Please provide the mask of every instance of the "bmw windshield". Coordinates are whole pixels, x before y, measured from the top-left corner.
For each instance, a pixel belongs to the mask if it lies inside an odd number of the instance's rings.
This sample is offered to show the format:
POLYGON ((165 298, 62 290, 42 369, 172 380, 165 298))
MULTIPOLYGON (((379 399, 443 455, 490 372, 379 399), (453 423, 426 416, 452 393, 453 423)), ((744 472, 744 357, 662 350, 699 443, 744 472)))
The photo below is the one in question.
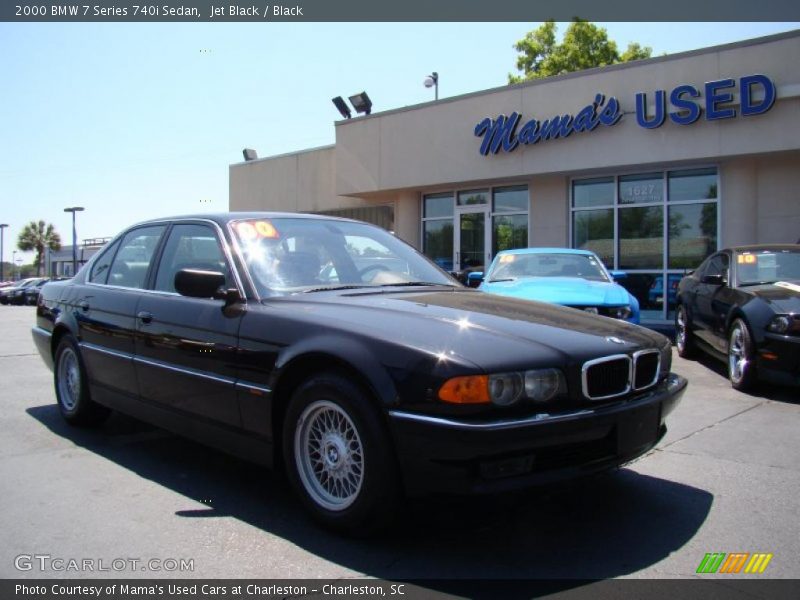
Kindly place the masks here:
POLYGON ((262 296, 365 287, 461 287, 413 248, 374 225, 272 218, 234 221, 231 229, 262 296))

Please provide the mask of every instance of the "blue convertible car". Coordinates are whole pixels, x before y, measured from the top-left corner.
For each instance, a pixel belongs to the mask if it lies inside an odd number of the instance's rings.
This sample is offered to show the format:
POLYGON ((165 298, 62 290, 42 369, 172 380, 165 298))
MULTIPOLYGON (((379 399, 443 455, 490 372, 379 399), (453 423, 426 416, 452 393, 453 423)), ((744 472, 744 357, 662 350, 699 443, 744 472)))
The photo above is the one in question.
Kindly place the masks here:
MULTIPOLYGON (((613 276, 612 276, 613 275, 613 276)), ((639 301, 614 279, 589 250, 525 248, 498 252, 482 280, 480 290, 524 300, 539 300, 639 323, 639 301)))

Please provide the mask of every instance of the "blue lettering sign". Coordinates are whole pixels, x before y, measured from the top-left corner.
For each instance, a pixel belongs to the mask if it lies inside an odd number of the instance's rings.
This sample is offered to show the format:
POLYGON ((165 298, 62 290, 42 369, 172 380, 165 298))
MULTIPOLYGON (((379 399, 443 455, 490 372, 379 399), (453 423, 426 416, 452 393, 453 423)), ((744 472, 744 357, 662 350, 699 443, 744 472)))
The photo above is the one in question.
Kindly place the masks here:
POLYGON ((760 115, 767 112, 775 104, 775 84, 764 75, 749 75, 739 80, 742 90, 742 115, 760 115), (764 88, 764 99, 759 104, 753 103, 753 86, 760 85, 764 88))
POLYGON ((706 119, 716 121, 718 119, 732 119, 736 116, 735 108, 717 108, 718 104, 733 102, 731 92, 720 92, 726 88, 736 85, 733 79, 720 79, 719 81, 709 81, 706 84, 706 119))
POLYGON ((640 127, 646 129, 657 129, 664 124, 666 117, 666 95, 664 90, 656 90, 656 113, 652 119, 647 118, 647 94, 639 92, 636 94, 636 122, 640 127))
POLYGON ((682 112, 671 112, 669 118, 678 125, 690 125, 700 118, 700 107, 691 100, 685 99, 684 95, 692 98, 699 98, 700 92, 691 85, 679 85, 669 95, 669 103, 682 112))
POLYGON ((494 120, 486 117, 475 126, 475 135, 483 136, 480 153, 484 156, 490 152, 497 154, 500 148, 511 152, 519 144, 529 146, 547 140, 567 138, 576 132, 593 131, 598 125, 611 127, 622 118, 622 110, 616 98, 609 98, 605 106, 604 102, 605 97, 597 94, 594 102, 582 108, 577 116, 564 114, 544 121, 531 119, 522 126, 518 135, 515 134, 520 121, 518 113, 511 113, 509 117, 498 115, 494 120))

* * * *

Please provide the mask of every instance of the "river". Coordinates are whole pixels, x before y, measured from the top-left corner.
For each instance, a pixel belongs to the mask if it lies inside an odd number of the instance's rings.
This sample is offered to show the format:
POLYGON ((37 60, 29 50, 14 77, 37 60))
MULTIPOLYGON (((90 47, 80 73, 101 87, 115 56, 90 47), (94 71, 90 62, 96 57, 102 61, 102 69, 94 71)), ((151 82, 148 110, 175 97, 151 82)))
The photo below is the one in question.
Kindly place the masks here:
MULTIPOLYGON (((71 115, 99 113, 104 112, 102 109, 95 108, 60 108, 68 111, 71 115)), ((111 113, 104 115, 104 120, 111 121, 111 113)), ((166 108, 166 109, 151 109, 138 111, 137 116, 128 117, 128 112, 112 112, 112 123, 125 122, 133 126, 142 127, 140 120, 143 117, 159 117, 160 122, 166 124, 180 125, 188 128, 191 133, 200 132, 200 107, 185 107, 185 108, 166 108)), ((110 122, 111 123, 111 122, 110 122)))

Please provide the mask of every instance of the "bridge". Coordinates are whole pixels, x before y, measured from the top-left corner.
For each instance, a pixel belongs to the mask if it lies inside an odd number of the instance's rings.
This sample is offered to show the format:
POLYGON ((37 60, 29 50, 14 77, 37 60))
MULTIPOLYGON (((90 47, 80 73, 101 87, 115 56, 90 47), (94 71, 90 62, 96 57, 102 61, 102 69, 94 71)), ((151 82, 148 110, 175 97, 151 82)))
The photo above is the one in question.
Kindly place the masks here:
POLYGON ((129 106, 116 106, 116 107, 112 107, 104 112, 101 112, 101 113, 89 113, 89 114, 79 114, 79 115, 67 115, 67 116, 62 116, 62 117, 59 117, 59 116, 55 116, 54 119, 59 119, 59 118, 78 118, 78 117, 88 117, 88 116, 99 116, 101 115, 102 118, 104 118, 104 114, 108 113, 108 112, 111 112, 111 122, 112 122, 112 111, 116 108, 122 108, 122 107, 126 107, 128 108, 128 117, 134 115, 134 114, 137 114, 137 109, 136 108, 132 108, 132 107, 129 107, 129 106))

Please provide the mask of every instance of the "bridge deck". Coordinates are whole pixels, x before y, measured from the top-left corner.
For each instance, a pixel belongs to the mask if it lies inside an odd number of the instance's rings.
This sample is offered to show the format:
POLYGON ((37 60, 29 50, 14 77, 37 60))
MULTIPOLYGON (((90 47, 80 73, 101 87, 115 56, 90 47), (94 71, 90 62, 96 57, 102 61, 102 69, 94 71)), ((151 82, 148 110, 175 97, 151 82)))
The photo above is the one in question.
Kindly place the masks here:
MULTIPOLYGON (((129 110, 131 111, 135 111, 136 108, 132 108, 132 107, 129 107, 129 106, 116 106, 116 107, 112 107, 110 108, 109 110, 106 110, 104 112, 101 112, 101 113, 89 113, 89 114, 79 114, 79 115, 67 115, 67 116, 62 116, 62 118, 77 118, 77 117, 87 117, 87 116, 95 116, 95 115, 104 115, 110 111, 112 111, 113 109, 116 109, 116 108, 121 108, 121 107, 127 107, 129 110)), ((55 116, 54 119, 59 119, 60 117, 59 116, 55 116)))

* * * *

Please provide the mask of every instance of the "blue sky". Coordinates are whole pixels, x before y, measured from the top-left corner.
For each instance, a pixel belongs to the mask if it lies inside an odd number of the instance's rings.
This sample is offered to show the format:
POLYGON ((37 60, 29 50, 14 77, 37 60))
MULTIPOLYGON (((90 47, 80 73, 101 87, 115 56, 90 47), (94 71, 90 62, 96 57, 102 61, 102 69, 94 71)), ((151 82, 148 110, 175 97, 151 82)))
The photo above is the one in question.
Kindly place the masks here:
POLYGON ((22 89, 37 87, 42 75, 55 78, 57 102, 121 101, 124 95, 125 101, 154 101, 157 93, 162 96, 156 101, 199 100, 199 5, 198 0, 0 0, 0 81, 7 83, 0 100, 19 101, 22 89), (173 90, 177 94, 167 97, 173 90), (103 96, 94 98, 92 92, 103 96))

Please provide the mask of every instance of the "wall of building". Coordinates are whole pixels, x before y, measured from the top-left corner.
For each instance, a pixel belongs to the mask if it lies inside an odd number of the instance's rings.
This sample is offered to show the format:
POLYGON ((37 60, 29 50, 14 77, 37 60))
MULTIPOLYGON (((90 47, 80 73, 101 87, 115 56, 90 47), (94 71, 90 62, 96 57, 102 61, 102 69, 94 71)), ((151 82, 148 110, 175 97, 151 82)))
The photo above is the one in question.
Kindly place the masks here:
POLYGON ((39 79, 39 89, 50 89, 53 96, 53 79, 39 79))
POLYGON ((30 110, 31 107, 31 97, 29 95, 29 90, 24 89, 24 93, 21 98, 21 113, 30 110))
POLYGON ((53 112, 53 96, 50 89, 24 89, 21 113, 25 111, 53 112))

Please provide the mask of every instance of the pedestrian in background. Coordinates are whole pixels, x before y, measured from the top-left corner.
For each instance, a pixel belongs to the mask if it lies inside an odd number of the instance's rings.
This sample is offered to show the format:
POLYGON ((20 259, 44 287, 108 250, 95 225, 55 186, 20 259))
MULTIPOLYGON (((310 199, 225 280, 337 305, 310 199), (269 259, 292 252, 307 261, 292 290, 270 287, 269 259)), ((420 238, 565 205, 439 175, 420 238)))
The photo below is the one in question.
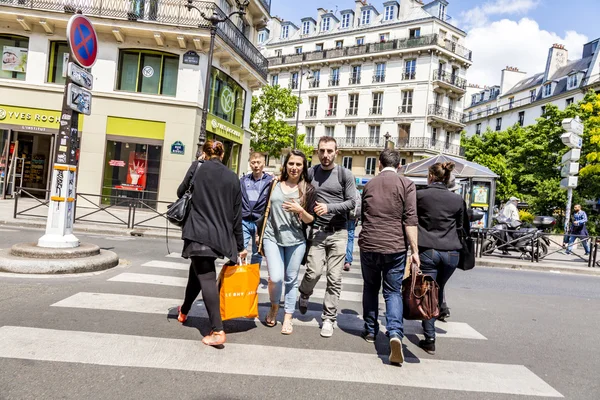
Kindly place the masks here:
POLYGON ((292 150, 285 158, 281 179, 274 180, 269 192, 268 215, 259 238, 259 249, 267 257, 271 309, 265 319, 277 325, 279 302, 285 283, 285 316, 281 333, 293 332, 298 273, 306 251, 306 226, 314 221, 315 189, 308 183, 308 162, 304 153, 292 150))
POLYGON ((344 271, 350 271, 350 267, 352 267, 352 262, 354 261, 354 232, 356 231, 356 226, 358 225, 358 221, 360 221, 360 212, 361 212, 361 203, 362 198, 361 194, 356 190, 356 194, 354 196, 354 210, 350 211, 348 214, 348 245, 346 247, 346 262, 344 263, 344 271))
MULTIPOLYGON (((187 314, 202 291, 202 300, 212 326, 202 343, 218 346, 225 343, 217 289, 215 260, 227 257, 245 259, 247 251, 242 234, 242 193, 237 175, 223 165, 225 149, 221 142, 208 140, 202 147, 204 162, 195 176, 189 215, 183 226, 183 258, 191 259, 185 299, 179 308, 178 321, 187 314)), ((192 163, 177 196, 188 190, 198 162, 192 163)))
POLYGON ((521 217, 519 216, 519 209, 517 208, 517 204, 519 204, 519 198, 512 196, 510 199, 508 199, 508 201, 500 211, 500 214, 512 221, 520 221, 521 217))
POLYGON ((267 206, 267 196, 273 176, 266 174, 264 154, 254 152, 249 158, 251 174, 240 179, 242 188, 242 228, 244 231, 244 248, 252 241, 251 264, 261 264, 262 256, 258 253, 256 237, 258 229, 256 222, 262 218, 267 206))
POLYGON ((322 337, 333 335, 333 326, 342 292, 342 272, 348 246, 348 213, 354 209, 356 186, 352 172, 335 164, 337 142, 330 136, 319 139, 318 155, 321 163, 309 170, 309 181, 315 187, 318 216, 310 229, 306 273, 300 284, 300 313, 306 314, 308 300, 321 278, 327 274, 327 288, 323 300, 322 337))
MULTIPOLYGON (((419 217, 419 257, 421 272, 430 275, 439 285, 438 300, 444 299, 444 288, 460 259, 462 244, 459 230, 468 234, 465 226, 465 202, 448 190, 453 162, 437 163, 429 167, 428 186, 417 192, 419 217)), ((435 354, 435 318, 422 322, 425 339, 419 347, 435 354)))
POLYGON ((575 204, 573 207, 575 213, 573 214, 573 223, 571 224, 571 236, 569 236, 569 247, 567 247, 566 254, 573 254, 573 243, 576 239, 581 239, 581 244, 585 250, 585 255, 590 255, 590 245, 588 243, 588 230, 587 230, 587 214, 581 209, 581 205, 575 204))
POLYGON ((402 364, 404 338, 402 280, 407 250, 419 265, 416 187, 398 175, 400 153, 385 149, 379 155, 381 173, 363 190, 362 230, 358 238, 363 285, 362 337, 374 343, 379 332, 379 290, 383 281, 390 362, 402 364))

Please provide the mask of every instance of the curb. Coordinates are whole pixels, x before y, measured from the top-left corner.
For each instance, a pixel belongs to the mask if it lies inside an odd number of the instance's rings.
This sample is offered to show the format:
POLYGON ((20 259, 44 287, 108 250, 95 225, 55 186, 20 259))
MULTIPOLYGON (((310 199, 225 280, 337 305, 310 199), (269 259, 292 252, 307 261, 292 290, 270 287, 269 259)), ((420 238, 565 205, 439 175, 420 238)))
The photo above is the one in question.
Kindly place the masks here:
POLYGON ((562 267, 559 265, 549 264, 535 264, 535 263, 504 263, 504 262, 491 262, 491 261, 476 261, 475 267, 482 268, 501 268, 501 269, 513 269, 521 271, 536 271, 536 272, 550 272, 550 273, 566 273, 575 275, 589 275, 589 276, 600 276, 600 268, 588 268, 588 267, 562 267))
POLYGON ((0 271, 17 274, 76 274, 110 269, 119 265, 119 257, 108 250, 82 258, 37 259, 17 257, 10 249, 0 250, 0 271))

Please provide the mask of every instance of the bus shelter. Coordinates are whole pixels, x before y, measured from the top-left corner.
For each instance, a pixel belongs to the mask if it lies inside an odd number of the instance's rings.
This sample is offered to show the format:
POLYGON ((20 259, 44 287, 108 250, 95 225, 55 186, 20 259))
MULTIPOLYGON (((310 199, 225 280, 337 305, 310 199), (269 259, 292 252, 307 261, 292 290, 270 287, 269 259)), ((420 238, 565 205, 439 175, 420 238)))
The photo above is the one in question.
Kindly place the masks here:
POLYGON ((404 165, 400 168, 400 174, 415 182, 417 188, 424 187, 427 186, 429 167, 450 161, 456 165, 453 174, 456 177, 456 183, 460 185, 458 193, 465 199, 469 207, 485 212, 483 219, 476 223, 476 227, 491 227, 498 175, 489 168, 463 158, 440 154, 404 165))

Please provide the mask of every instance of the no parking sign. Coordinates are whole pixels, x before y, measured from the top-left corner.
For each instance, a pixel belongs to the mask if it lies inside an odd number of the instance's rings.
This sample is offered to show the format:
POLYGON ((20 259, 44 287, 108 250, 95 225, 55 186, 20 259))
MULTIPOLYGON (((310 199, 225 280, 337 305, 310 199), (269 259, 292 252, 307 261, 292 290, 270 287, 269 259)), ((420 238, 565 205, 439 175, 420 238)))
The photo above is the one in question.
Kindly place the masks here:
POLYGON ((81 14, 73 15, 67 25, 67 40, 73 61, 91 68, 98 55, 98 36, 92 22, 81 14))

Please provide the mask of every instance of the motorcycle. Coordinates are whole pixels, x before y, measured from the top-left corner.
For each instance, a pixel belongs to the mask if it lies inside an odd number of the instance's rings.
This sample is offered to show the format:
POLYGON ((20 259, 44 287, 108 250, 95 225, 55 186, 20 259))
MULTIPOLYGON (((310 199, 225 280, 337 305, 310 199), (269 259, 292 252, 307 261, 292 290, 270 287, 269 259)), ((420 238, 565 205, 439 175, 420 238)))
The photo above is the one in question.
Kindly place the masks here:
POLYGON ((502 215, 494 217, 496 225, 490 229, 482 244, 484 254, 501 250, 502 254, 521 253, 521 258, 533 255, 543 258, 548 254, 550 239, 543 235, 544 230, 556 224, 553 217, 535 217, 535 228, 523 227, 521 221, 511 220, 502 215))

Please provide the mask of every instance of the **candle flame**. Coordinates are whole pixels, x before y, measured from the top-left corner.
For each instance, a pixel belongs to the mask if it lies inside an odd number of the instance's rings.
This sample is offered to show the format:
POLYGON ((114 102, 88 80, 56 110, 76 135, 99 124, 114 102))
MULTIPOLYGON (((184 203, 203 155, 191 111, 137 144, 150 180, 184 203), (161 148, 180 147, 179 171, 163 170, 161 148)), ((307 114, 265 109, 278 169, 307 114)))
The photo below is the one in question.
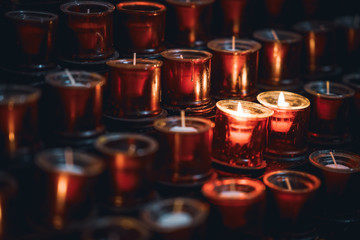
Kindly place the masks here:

* * * *

WHAT TO DO — Every line above that holds the string "sign" should be copied into the answer.

EXPECTED ANSWER —
Please provide the mask of every instance of the "blue lettering sign". Coordinates are whole pixels, x before y, measured from the top-left corner.
Please provide the mask of every instance of the no parking sign. Coordinates are whole pixels, x before y, measured from the top-left corner.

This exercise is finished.